* _Given task_:
Return every line below that contains the string "geojson".

* _Input_:
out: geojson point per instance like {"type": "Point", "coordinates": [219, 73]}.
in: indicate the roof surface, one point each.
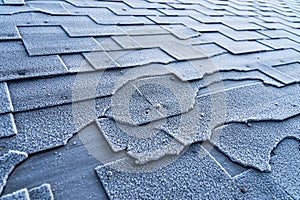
{"type": "Point", "coordinates": [149, 99]}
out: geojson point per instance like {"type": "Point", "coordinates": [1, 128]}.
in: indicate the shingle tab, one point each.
{"type": "Point", "coordinates": [49, 40]}
{"type": "Point", "coordinates": [15, 62]}
{"type": "Point", "coordinates": [18, 195]}
{"type": "Point", "coordinates": [179, 179]}
{"type": "Point", "coordinates": [129, 58]}
{"type": "Point", "coordinates": [5, 102]}
{"type": "Point", "coordinates": [43, 192]}
{"type": "Point", "coordinates": [7, 125]}
{"type": "Point", "coordinates": [14, 2]}
{"type": "Point", "coordinates": [8, 162]}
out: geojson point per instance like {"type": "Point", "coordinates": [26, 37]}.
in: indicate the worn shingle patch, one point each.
{"type": "Point", "coordinates": [179, 179]}
{"type": "Point", "coordinates": [252, 144]}
{"type": "Point", "coordinates": [8, 163]}
{"type": "Point", "coordinates": [42, 192]}
{"type": "Point", "coordinates": [282, 182]}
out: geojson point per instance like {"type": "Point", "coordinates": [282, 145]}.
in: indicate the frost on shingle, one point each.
{"type": "Point", "coordinates": [15, 62]}
{"type": "Point", "coordinates": [282, 182]}
{"type": "Point", "coordinates": [189, 176]}
{"type": "Point", "coordinates": [5, 101]}
{"type": "Point", "coordinates": [42, 192]}
{"type": "Point", "coordinates": [49, 40]}
{"type": "Point", "coordinates": [7, 125]}
{"type": "Point", "coordinates": [18, 195]}
{"type": "Point", "coordinates": [251, 144]}
{"type": "Point", "coordinates": [8, 162]}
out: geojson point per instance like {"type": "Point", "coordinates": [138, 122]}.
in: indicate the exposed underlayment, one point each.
{"type": "Point", "coordinates": [166, 99]}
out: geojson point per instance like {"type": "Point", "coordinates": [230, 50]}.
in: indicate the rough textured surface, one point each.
{"type": "Point", "coordinates": [181, 178]}
{"type": "Point", "coordinates": [144, 80]}
{"type": "Point", "coordinates": [8, 163]}
{"type": "Point", "coordinates": [251, 144]}
{"type": "Point", "coordinates": [282, 182]}
{"type": "Point", "coordinates": [19, 195]}
{"type": "Point", "coordinates": [42, 192]}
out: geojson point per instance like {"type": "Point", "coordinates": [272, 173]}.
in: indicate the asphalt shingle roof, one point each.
{"type": "Point", "coordinates": [164, 99]}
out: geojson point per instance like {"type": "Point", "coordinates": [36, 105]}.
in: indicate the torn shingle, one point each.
{"type": "Point", "coordinates": [8, 163]}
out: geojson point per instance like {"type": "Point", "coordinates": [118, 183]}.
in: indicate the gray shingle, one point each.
{"type": "Point", "coordinates": [16, 63]}
{"type": "Point", "coordinates": [76, 63]}
{"type": "Point", "coordinates": [235, 47]}
{"type": "Point", "coordinates": [42, 192]}
{"type": "Point", "coordinates": [182, 32]}
{"type": "Point", "coordinates": [14, 2]}
{"type": "Point", "coordinates": [179, 179]}
{"type": "Point", "coordinates": [54, 8]}
{"type": "Point", "coordinates": [7, 125]}
{"type": "Point", "coordinates": [276, 74]}
{"type": "Point", "coordinates": [8, 163]}
{"type": "Point", "coordinates": [47, 40]}
{"type": "Point", "coordinates": [292, 70]}
{"type": "Point", "coordinates": [18, 195]}
{"type": "Point", "coordinates": [252, 145]}
{"type": "Point", "coordinates": [282, 182]}
{"type": "Point", "coordinates": [5, 102]}
{"type": "Point", "coordinates": [92, 29]}
{"type": "Point", "coordinates": [281, 44]}
{"type": "Point", "coordinates": [128, 58]}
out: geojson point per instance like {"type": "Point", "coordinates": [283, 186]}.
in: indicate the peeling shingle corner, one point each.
{"type": "Point", "coordinates": [8, 162]}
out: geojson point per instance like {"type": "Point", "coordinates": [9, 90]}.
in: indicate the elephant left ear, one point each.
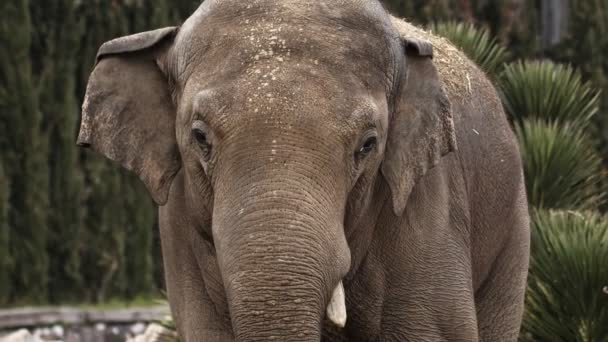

* _Problem solution_:
out: geojson point per instance like {"type": "Point", "coordinates": [219, 73]}.
out: geojson point per instance like {"type": "Point", "coordinates": [1, 128]}.
out: geojson point per instance like {"type": "Point", "coordinates": [26, 37]}.
out: geojson point per instance like {"type": "Point", "coordinates": [282, 145]}.
out: geojson point per instance like {"type": "Point", "coordinates": [138, 122]}.
out: geojson point per instance like {"type": "Point", "coordinates": [230, 50]}.
out: geojson point per instance like {"type": "Point", "coordinates": [272, 173]}.
out: geojson point per instance like {"type": "Point", "coordinates": [36, 105]}.
out: geojson point per instance like {"type": "Point", "coordinates": [118, 183]}.
out: geojson point per instance like {"type": "Point", "coordinates": [283, 186]}.
out: geojson point per instance like {"type": "Point", "coordinates": [9, 90]}.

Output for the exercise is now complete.